* [Direction]: Reproduce the items from the line with "Practice. Locate the ponytail" up to and including the line with "[(301, 153)]", requests included, and give nothing else. Multiply each coordinate in the answers by 2.05 and round to whole numbers (halves go up), but leave the requests and their format samples unchanged.
═══ Data listing ═══
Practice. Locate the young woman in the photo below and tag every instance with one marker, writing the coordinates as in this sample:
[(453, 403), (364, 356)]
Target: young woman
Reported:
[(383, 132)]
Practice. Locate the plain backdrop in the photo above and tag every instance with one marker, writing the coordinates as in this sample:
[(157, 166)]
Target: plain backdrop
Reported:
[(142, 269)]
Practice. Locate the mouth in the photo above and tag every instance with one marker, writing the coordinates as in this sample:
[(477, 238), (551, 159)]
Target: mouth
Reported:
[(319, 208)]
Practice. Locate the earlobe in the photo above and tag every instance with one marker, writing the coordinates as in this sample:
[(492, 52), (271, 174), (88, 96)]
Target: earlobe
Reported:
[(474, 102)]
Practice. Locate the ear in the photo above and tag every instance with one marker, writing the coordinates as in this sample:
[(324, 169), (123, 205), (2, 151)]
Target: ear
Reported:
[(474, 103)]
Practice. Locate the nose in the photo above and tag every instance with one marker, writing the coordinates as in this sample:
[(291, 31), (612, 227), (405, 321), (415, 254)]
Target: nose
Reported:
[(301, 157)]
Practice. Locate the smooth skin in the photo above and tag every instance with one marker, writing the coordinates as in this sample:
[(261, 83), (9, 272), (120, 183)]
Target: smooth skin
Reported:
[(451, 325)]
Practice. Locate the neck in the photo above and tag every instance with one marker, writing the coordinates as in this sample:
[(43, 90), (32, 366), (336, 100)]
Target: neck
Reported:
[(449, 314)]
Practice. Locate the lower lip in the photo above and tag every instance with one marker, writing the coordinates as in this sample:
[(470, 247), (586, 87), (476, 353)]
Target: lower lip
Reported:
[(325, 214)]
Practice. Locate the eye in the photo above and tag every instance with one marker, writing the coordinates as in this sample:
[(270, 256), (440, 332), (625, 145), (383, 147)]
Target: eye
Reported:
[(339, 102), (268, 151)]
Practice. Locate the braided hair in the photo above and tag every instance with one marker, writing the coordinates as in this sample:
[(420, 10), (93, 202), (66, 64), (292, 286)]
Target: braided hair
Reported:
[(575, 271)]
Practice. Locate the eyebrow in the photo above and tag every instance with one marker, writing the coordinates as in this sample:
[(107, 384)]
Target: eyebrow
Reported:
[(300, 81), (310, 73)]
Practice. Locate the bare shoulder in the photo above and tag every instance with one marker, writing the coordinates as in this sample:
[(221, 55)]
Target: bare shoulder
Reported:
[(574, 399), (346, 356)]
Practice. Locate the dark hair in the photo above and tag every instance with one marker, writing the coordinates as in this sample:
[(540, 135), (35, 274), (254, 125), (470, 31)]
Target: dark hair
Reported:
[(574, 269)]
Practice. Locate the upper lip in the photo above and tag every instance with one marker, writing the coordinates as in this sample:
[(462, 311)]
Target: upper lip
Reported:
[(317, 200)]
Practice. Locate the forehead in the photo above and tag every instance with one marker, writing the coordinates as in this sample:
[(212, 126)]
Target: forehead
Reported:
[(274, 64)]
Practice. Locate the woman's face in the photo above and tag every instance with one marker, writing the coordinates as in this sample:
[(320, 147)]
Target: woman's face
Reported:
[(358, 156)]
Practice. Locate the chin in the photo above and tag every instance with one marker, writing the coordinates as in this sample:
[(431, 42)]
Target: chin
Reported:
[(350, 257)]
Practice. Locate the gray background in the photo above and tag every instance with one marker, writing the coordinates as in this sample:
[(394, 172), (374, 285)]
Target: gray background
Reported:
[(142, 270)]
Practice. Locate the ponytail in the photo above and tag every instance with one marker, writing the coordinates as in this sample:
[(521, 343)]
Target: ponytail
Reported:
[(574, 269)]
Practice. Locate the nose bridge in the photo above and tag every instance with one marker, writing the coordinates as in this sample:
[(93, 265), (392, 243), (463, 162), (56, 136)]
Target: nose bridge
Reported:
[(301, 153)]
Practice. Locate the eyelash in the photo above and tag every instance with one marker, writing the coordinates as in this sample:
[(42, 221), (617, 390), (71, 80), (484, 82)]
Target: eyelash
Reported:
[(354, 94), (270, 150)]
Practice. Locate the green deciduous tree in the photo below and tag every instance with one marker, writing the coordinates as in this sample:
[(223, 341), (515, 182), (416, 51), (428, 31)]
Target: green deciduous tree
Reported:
═══
* [The answer]:
Practice. Locate the ponytail in the photo above and tag every instance with one marker, writing the coordinates as in this sample:
[(521, 343)]
Target: ponytail
Reported:
[(1177, 551)]
Practice. Locate the nose bridge in the photo above and tag every instance with one marker, writing the coordinates as in this sample:
[(93, 265), (392, 243), (463, 162), (56, 136)]
Target: nose bridge
Reported:
[(617, 314)]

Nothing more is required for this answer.